====== PROVIDED ENTRIES ======

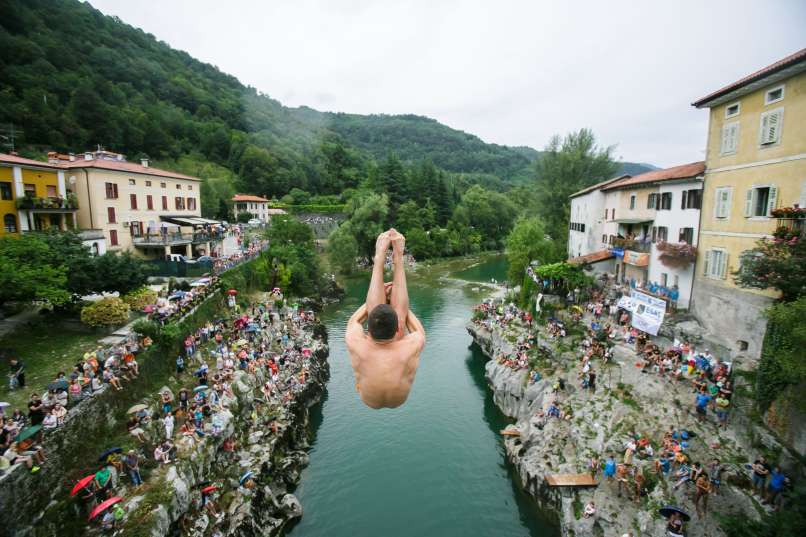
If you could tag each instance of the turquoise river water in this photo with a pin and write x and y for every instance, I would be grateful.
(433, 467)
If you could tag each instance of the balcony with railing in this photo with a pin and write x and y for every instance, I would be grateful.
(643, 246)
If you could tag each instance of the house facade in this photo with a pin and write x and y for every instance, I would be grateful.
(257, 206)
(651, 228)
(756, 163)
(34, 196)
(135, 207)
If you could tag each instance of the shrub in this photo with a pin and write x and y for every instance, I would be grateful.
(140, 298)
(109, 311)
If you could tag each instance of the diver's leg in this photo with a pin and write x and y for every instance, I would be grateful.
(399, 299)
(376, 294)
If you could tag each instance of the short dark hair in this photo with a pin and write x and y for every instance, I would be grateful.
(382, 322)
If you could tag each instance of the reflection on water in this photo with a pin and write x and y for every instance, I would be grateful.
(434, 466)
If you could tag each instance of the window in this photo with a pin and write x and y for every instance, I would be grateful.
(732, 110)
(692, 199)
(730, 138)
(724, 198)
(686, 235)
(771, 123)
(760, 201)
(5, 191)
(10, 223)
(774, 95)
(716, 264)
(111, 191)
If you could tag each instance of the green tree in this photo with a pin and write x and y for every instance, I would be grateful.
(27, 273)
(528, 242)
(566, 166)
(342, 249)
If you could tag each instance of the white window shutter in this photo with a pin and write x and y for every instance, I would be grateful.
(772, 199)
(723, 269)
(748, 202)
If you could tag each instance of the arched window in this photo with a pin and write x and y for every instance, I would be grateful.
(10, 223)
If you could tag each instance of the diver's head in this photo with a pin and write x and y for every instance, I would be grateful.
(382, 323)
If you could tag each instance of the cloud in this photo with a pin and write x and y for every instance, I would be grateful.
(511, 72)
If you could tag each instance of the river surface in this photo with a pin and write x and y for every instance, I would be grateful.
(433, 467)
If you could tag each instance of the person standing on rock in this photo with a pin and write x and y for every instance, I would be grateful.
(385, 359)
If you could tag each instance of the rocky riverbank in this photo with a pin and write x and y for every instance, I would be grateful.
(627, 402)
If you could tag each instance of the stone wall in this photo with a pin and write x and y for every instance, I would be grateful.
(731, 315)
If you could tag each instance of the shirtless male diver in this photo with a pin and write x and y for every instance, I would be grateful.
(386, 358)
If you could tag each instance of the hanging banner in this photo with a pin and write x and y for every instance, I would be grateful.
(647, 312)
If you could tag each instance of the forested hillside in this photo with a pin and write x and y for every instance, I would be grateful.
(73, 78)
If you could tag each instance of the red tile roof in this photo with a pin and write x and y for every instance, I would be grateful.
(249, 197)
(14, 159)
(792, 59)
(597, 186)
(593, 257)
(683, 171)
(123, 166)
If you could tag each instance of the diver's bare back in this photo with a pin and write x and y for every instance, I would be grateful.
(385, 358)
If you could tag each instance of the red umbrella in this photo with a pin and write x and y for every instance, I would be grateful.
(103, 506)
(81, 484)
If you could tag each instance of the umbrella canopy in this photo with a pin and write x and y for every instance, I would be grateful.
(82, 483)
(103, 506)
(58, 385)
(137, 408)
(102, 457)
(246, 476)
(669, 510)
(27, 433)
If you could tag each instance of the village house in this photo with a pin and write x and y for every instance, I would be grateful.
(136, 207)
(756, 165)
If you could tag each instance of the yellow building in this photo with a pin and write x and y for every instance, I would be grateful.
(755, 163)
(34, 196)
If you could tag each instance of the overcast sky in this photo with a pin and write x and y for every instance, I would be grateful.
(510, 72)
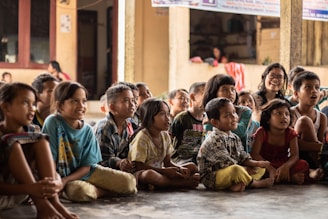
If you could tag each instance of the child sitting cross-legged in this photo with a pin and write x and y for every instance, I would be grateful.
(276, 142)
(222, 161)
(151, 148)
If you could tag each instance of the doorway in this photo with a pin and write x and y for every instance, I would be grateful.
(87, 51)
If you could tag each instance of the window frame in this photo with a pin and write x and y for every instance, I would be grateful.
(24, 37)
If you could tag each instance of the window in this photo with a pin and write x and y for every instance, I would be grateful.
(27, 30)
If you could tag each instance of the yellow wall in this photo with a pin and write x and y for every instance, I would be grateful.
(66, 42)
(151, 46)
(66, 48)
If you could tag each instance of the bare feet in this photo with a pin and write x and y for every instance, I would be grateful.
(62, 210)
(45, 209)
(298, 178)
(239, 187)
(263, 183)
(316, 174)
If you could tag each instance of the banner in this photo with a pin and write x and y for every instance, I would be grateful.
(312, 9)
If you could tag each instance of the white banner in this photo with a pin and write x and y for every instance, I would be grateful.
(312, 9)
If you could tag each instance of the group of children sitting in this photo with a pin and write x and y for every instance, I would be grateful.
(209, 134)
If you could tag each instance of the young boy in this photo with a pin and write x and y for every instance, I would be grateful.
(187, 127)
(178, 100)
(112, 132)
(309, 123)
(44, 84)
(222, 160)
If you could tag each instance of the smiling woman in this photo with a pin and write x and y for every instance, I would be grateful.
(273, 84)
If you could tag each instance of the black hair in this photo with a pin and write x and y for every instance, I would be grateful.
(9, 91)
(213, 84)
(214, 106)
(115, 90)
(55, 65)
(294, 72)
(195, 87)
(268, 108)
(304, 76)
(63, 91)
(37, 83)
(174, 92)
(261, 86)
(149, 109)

======
====== PROVIDED ENTRIES ======

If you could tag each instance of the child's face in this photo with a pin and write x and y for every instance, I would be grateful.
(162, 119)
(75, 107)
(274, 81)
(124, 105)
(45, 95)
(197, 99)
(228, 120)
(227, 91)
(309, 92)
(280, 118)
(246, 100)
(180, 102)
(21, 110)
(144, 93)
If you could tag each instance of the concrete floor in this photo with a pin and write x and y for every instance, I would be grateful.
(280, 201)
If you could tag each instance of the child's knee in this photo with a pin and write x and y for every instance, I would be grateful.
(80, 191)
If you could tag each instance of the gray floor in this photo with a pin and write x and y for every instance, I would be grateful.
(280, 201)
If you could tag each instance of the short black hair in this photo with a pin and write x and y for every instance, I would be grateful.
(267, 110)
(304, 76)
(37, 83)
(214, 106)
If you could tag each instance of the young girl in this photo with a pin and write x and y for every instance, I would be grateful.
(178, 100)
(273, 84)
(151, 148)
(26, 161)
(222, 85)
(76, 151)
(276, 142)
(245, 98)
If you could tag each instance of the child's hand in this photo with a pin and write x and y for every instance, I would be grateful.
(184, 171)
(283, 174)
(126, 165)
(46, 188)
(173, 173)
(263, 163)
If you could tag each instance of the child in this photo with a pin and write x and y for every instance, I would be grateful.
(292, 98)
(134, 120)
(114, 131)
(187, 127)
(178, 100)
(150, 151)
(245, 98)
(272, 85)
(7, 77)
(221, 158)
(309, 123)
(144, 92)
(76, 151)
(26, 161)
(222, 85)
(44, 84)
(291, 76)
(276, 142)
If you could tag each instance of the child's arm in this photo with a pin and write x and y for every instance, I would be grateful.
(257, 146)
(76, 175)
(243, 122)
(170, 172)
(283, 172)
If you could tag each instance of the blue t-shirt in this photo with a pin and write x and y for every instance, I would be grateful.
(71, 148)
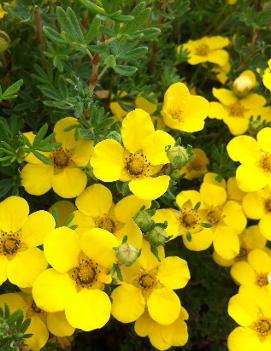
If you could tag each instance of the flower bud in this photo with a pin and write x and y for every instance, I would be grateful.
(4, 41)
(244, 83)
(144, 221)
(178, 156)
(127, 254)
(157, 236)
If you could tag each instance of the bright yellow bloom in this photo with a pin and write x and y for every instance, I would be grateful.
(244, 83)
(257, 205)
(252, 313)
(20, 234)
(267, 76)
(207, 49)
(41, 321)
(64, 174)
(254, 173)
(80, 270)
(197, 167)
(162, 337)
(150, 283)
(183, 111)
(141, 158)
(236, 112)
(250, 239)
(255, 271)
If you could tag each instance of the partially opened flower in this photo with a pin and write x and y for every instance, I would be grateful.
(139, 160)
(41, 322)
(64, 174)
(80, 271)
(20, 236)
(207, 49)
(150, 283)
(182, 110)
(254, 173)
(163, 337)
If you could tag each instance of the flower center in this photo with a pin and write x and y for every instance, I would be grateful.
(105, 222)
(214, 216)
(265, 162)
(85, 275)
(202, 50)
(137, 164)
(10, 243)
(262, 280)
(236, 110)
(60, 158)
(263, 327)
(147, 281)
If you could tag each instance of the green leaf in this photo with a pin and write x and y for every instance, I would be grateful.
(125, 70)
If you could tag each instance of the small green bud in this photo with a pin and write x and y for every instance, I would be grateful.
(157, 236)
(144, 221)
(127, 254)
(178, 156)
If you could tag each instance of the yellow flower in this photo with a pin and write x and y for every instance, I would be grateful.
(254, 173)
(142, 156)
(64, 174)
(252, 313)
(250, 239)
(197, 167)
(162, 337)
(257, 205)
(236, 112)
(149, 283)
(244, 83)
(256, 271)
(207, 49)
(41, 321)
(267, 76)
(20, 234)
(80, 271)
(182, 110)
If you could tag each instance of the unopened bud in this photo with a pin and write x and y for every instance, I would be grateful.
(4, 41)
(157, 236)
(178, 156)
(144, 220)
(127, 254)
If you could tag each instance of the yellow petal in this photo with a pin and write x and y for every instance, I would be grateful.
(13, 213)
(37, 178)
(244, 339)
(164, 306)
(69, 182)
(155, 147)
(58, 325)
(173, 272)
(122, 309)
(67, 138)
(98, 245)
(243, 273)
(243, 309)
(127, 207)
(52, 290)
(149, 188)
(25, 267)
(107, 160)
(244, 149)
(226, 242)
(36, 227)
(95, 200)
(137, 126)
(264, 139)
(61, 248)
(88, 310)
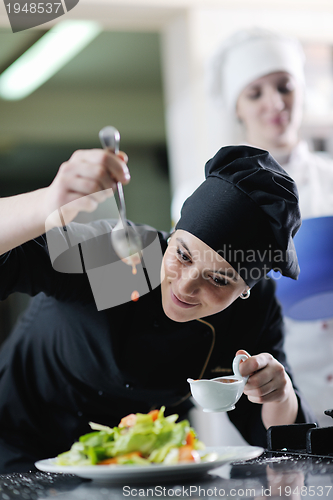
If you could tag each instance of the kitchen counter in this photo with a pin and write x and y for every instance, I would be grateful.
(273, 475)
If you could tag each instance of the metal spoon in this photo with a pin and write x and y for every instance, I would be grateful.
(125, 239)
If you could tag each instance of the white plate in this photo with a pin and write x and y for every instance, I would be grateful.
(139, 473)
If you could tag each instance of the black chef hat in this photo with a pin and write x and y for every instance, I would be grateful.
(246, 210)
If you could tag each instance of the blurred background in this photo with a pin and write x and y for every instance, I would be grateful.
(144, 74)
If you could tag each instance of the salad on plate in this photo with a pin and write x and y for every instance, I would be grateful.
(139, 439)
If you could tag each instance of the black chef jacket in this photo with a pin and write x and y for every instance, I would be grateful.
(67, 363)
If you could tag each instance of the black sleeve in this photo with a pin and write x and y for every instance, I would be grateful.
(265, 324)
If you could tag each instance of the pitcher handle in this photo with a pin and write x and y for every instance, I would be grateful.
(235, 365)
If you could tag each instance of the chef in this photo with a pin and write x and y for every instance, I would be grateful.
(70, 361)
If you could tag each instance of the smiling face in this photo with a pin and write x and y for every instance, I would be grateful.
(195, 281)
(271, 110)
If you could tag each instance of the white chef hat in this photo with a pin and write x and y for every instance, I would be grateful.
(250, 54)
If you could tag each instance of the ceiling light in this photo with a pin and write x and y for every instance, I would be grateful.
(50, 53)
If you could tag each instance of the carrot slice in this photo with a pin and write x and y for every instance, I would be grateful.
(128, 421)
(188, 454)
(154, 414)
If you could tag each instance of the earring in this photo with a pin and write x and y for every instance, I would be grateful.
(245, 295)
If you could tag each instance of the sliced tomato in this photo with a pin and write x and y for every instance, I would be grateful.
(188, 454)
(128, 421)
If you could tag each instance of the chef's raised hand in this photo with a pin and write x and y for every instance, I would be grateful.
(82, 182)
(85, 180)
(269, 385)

======

(GIVEN PROBLEM)
Extract every line from the records above that contains the word "flower", copying each line in full.

(REPLY)
If you could tag each instance of the flower bud in this photo with a pin and write x and y for every instance, I would be grateful.
If you could tag each instance of the partially opened flower in this photo with a pin and write x and y for every instance, I would be grateful.
If you could tag each instance of the flower center in this photo with a pin and write x and y for every instance, I would be grateful.
If you could tag each instance of the yellow flower in this photo with a pin and write x and y for every instance, I would be grateful.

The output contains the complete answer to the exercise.